> Travail à faire:
1. D'après le texte sur le rôle social de la faim, pourquoi l'homme doit-il se procurer les aliments indispensables ? Répondez en une à trois phrases.
2. Écrivez la suite du texte sur le rôle social de la faim à partir de sa dernière phrase, s'il vous plaît.

> Texte fourni:

Très
intéressante est, justement, l'étude du rôle social de la faim.
(La faim comme facteur social. La faim comme problème sociologique.)
Quelle est
la portée historique et sociale de la faim, c'est-à-dire de la
nécessité imposée par la nature à l'homme, comme aux autres
animaux, de se nourrir pour vivre et, par conséquent, de se procurer
les aliments indispensables ? Quelle serait la juste appréciation de
ce fait ? Cette nécessité est-elle un facteur positif, progressif
ou, au contraire, négatif et régressif ? La faim attache-t-elle
l'homme aux autres animaux, dans ce sens qu'elle l'empêche de s'en
détacher définitivement et de réaliser entièrement son évolution
véritablement humaine : spirituelle, intellectuelle, créatrice ?
Ou, au contraire, est-ce précisément la faim qui, au fond, engendre
et pousse le progrès humain ? Ainsi se pose le problème. Il est
clair que sa solution s'entrelace avec celle de beaucoup d'autres
problèmes importants (de celui, par exemple, si la science devra
modifier, peut-être même supprimer, la nécessité en question ; de
celui encore, si le véritable épanouissement de l'humanité est
possible tant qu'existe cette nécessité ; de celui des autres
forces motrices du progrès, en dehors de la faim, etc., etc...). Il
est clair aussi que la solution du problème est intimement liée à
la conception de l'Évolution et du Progrès. (Voir ces mots.)

> Données sources:
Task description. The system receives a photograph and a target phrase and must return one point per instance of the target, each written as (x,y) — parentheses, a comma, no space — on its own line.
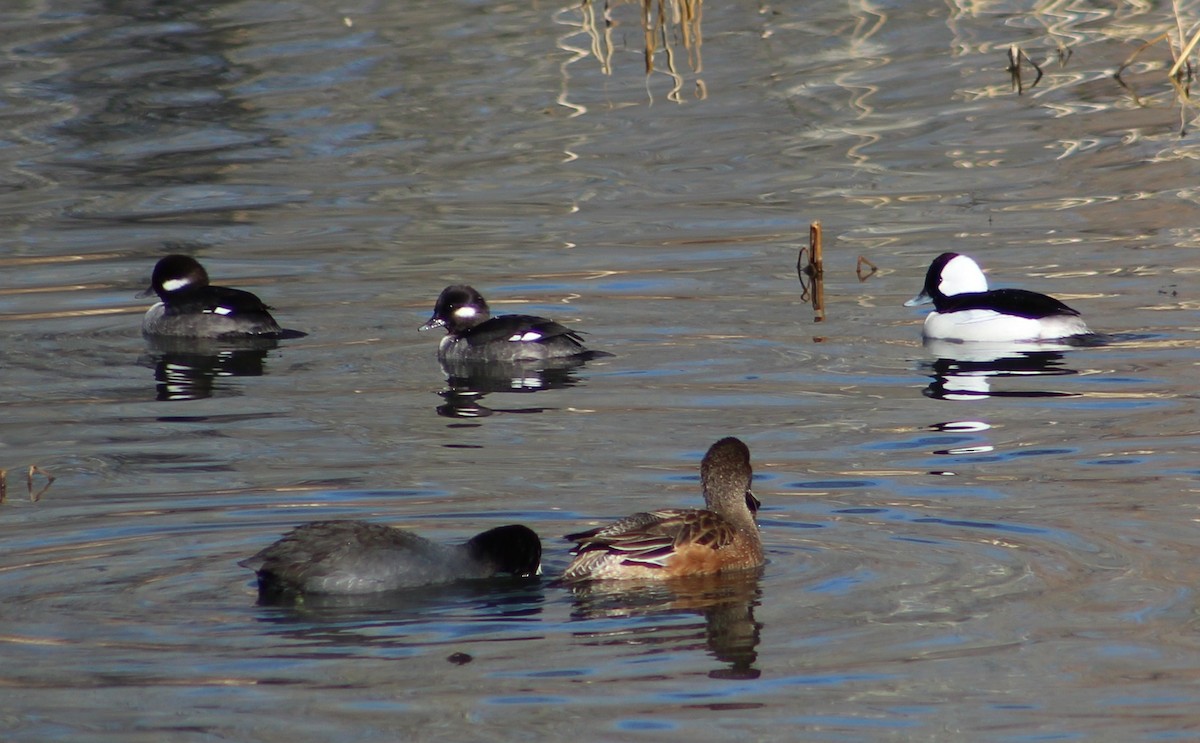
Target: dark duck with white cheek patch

> Résultats:
1. Parce que la nature lui impose, comme aux autres animaux, la nécessité de se nourrir pour vivre. Se procurer les aliments indispensables en est la conséquence.

2.
L'opinion
courante est que l'évolution de l'homme et la civilisation de la
société humaine sont, au fond, les résultats de la nécessité
pressante de satisfaire les premiers besoins matériels et des moyens
dont l'homme disposait pour y faire face. La faim tenant une place
honorable parmi ces besoins, elle serait donc l'un des facteurs
principaux du progrès.
D'après
cette conception, ce fut la faim, la nécessité de la satisfaire,
qui, la première, poussa les humains à s'unir, à se grouper, à
former des sociétés, à s'organiser. Car, tout seul, avec ses
faibles moyens physiques, l'individu isolé ne pouvait guère se
rendre maitre de ces nécessités.
Ce fut la
faim, aussi, qui, de pair avec d'autres besoins primordiaux, amena
les premières découvertes et inventions, fit poser les premières
pierres du progrès technique et scientifique.
C'est la
faim, et les autres besoins matériels, qu'on trouve à la base de
tout le progrès humain.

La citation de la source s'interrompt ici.